WORK TASK -> Write out, exactly as they stand, the line containing "of the bare" and all subsequent lines up to and including the final line of the records.
───── TASK DATA ─────
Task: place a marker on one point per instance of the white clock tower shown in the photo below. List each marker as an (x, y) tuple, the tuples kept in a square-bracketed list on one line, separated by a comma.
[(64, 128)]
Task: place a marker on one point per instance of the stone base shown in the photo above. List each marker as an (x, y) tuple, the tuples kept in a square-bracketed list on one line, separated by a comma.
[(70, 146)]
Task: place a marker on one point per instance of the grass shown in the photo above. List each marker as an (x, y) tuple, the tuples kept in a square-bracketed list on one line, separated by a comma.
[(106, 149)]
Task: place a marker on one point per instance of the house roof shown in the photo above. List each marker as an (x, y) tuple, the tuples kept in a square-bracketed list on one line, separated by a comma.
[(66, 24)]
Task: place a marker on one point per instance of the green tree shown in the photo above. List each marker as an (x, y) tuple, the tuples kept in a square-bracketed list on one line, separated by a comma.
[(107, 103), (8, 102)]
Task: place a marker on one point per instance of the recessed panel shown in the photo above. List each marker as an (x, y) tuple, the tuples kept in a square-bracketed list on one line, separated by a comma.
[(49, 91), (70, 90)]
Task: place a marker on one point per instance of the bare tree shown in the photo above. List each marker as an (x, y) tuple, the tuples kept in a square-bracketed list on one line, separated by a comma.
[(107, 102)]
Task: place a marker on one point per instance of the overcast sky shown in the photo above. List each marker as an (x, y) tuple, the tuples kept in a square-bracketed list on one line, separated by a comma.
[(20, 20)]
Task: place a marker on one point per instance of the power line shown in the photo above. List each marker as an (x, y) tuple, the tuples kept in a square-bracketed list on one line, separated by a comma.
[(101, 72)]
─────
ANSWER BOX ->
Task: place a marker on one point per instance of the bare tree shown in the photo above. List each marker as an (x, y) tuple, the tuples kept in a square-bracketed list on one line, separated by a comma.
[(107, 102)]
Task: place a marker on one point per instance of the overcast sky shown in the photo above. List each marker as an (x, y) tuple, the tuples kept in a square-bracketed list on one line, separated by a comma.
[(20, 20)]
Task: place a marker on one point per instance of the power line shown in the photo above. List each marker as an (x, y) tuple, the tuples kept in a square-bracketed list on one line, separated by a comma.
[(101, 72)]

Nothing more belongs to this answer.